### Compiti scritti:
- A) Rispondi alle seguenti domande sul brano sul calcio.
(i) Da quale anno esiste la Federazione calcistica della Palestina?
(ii) Per quale anno sono programmati i Campionati mondiali in Arabia Saudita?
(iii) Entro quale data arriverà la risposta della Fifa alla richiesta dell'Fcp?
- B) Prosegui il brano sul calcio a partire dalla sua ultima frase.

### Brano da leggere:
◇ ◇ ◇ ◇
Il calcio non è mai solo calcio, in nessuna parte del mondo. Ormai lo abbiamo capito. E se qualcuno avesse avuto ancora dubbi, i mega-investimenti dei fondi sovrani di Arabia Saudita e Qatar per arruolare stelle (o presunte tali) europee e sudamericane, per organizzare grandi eventi (si vedano i Campionati mondiali del 2022 in Qatar e quelli in Arabia Saudita programmati per il 2034) o per acquistare società sportive nei campionati d’eccellenza (il Newcastle saudita e il Manchester City emiratino in Inghilterra, il Paris Saint Germain qatariota in Francia, il Girona emiratino in Spagna e così via di Paese in Paese) hanno spazzato via ogni incertezza.

Ci sono però fenomeni che non raggiungono la prima pagina dei giornali e che, però, investono in misura anche maggiore il sentimento popolare e la sensibilità dei gruppi sociali. Forse non tutti sanno che fin dal lontano 1962 esiste una Federazione calcistica della Palestina (Fcp), regolarmente affiliata alla Fifa (l’organismo che regola il calcio mondiale) e alla Federazione calcistica asiatica. Nei giorni scorsi, l’Fcp ha chiesto in modo ufficiale alla Fifa la «sospensione immediata» di Israele, con la conseguente esclusione della nazionale dello Stato ebraico da tutte le competizioni internazionali. Il presidente della Fifa, Gianni Infantino, ha detto che affiderà la richiesta a una consulenza legale e che la risposta arriverà entro il 20 luglio, data di un consiglio straordinario dell’organismo calcistico.
◇ ◇ ◇ ◇
### Dati registrati:
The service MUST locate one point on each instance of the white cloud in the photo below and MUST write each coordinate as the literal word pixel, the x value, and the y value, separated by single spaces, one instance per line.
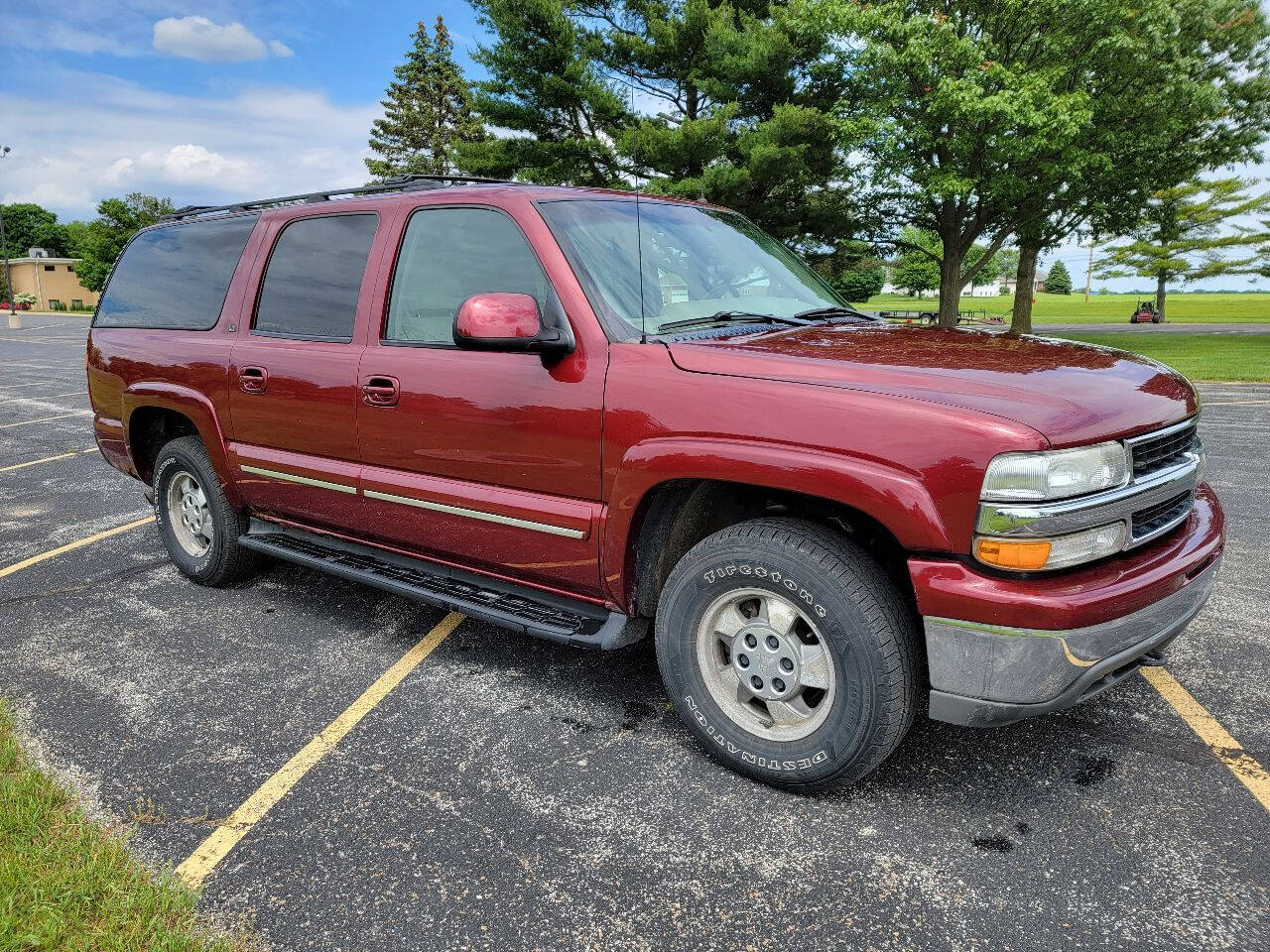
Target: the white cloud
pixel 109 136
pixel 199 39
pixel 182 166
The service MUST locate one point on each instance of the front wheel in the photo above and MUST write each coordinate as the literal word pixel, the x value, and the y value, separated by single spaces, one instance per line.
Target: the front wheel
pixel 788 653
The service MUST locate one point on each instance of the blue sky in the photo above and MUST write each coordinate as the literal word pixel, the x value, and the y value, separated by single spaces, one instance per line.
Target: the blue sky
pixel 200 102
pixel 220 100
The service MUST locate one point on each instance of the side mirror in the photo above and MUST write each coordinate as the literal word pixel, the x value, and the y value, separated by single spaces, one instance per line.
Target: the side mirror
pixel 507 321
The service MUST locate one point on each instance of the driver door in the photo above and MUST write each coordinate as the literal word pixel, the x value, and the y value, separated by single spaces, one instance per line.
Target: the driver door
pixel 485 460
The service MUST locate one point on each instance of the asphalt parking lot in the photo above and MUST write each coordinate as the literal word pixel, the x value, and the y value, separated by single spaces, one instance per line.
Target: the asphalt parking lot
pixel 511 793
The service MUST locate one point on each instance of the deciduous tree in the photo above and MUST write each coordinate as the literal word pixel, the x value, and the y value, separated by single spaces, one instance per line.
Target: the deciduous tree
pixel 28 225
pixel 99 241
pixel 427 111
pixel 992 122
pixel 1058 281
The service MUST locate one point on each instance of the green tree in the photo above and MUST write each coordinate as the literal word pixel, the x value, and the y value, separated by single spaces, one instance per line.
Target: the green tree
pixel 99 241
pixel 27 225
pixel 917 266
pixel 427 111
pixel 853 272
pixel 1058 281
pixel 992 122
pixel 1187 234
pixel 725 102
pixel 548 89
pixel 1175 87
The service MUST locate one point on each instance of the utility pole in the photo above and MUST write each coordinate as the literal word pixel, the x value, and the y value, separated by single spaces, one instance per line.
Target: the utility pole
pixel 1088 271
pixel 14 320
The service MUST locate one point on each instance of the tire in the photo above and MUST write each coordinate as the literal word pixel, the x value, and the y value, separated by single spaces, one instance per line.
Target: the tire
◇ ◇ ◇ ◇
### Esiti dei compiti:
- A)
(i) Dal 1962.
(ii) Per il 2034.
(iii) Entro il 20 luglio.

- B)
Nella Palestina ora in guerra ma da anni spaccata in due tra il potere di Hamas e quello di Al Fatah, si svolgono due campionati di calcio, uno per la Striscia di Gaza e l’altro per la Cisgiordania. Quello di Gaza, che ovviamente quest’anno non si è giocato, è dominato dalle squadre di Rafah, la città che ora attende con angoscia il possibile attacco israeliano. Nel campionato di Cisgiordania, invece, è la squadra di Hebron, lo Shabab al-Khalil, la più titolata.

Altre notizie interessanti sul calcio ci arrivano dall’Iran dove il consiglio di disciplina della Federazione calcistica nazionale ha deciso che le partite di andata e ritorno tra Sepahan e Persepolis (più o meno l’equivalente di Milan-Inter o Roma-Lazio in Italia) nella prossima stagione dovranno essere giocate alla presenza di un pubblico esclusivamente femminile. Il provvedimento è stato preso proprio perché il primo maggio, durante un incontro tra le due squadre, un gruppo di tifose è stato preso a male parole da alcuni tifosi maschi.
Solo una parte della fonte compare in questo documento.